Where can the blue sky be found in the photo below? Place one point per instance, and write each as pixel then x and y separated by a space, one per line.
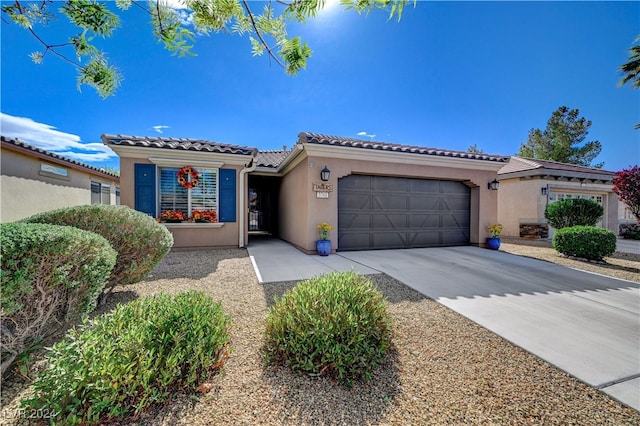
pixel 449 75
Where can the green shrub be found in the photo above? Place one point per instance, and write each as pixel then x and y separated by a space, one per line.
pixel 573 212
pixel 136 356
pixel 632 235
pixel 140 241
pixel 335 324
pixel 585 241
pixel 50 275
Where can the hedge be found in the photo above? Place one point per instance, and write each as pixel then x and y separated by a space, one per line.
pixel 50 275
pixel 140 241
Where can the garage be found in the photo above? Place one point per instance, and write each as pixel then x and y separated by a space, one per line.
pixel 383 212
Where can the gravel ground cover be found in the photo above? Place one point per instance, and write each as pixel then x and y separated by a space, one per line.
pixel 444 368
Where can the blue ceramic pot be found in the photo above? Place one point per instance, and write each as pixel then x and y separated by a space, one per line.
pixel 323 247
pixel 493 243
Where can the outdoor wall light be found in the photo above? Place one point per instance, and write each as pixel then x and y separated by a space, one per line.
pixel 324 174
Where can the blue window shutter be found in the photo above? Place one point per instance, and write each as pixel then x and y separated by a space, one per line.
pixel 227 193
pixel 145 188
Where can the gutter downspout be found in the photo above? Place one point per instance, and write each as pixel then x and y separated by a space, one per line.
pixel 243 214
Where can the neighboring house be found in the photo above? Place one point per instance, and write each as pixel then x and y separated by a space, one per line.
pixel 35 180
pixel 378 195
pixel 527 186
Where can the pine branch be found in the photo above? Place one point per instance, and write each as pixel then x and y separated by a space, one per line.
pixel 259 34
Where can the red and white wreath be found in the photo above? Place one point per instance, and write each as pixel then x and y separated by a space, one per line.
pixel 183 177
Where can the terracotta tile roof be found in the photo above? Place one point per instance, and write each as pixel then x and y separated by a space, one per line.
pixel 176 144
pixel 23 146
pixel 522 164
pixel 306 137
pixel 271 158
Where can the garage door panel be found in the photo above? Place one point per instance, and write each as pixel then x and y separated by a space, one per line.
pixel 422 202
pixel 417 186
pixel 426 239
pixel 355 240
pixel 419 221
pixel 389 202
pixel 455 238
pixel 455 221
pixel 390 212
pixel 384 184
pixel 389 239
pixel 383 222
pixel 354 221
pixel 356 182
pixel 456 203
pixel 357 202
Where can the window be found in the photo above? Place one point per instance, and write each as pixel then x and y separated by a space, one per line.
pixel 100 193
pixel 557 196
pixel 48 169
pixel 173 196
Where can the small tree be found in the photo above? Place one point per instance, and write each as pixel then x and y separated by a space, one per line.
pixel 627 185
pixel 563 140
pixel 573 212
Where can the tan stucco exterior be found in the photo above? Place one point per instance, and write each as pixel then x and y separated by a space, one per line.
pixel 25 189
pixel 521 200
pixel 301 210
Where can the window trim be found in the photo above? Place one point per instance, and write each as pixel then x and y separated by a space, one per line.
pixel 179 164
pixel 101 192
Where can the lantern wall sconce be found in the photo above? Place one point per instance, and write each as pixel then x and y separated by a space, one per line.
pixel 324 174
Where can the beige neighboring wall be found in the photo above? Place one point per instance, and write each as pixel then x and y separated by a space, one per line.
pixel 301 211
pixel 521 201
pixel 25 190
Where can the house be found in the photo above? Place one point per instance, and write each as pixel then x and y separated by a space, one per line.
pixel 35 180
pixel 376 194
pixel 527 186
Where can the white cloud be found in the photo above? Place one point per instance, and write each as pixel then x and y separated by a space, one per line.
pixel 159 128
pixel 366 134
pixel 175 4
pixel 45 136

==================================================

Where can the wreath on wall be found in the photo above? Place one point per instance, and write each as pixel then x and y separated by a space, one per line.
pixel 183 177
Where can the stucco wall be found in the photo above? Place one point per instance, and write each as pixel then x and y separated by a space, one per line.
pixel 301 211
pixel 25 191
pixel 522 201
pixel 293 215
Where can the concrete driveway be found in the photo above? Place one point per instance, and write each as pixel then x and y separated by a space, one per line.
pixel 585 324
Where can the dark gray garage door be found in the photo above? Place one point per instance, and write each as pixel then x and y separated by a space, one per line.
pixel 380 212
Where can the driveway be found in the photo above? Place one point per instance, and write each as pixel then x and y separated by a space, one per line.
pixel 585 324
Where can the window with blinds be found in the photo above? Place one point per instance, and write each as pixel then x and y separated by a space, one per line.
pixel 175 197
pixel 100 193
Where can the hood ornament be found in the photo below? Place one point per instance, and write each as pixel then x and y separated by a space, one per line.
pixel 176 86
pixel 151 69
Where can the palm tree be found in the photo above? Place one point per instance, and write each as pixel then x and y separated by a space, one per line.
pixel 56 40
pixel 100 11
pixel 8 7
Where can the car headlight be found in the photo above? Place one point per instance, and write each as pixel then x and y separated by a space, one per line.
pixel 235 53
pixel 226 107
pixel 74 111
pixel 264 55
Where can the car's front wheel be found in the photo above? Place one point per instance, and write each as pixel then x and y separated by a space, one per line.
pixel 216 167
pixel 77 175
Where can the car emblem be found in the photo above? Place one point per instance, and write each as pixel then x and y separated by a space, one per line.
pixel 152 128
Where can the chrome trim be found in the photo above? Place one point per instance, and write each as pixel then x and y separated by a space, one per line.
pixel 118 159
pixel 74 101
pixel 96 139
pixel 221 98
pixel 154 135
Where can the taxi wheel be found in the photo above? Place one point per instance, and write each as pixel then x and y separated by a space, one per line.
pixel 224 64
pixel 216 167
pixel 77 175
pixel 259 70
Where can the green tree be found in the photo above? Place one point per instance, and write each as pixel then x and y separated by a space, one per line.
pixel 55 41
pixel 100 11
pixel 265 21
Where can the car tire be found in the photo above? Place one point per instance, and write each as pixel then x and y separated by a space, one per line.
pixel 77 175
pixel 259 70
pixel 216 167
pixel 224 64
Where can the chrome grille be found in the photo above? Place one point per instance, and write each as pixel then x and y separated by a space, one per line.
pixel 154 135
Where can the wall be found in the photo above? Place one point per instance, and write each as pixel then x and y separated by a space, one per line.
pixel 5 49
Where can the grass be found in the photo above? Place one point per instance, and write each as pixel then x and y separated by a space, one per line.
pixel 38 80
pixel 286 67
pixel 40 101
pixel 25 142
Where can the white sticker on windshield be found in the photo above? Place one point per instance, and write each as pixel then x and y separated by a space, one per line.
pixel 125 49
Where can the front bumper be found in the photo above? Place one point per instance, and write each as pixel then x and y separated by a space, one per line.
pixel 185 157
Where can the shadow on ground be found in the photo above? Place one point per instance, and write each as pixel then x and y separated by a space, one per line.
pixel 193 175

==================================================

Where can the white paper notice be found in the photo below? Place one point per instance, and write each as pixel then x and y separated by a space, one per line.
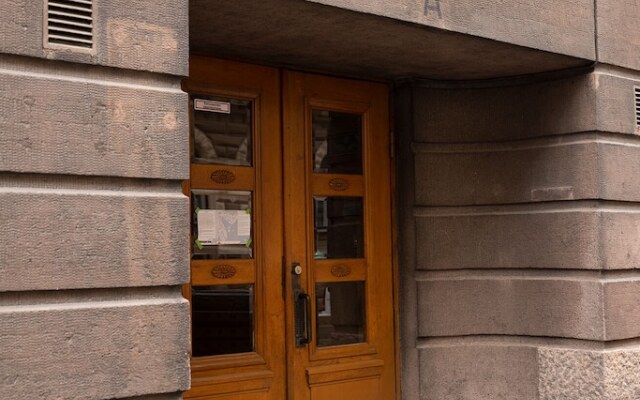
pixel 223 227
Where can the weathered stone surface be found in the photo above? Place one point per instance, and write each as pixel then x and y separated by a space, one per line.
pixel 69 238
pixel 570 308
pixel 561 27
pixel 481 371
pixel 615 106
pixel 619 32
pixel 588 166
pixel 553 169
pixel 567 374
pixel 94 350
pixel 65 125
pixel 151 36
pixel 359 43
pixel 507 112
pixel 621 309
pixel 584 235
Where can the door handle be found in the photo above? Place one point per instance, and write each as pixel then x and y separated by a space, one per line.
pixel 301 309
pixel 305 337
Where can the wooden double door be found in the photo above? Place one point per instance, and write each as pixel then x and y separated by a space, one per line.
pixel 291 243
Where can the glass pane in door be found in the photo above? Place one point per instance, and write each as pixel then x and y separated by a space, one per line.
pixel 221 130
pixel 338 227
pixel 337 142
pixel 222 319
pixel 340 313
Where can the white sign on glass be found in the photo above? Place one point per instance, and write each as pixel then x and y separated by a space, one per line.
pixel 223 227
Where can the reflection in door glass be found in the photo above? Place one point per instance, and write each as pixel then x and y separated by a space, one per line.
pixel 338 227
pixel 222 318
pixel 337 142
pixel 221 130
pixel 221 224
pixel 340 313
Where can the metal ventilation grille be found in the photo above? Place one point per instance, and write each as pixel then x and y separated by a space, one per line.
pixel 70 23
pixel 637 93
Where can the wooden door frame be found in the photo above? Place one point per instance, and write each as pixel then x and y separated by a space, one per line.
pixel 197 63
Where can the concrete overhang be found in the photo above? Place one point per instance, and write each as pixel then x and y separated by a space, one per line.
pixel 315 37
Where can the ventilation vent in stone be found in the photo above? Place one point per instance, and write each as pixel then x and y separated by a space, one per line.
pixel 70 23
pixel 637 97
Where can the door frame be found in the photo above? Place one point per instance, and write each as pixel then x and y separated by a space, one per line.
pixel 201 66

==================================================

Direction:
Render the entries above, from the line containing "Where can the blue ceramic" up to and including the line containing "pixel 357 202", as a numbered list that omits any blank lines.

Output of the exercise:
1. Where can the blue ceramic pot be found in the photo above? Place one point per instance, and write each as pixel then x and y separated by a space, one per line.
2. pixel 323 247
3. pixel 493 243
4. Where can the outdoor wall light be found in the photo above? Place one point per instance, and write each as pixel then x and y separated by a space, one per line.
5. pixel 324 174
6. Where can the blue window shutter be found in the photo above? Place one point per instance, and write each as pixel then x and y separated by a space, one per line.
7. pixel 227 193
8. pixel 145 188
9. Where can the gutter downspout be found in the photo above? Place one point per instance, and write each as pixel then x and y separated by a space, one per line.
10. pixel 243 214
11. Where can the neighboring house be found in the photo above? Place one point per instance, and write each as pixel then x and y separated by a space, one per line.
12. pixel 35 180
13. pixel 378 195
14. pixel 527 186
15. Where can the pine branch be found in the photo above? Place one point per instance, and write each as pixel then x and y separated by a space, one per line.
16. pixel 259 34
17. Where can the red and white wreath be found in the photo above? Place one point per instance, and write each as pixel then x and y separated by a space, one per line.
18. pixel 183 177
19. Where can the terracotta tile roof be found in the photo above? Place one point per instance, and write each as pixel then x and y separated by a space, one per line.
20. pixel 176 144
21. pixel 23 146
22. pixel 522 164
23. pixel 306 137
24. pixel 271 158
25. Where can the garage door panel be found in the photo above? Place one point per instance, and write each as pixel then x and y separated by a space, one per line.
26. pixel 422 202
27. pixel 417 186
28. pixel 426 239
29. pixel 355 240
30. pixel 419 221
31. pixel 389 202
32. pixel 455 238
33. pixel 455 221
34. pixel 390 212
35. pixel 384 184
36. pixel 389 239
37. pixel 383 222
38. pixel 354 221
39. pixel 356 182
40. pixel 456 203
41. pixel 357 202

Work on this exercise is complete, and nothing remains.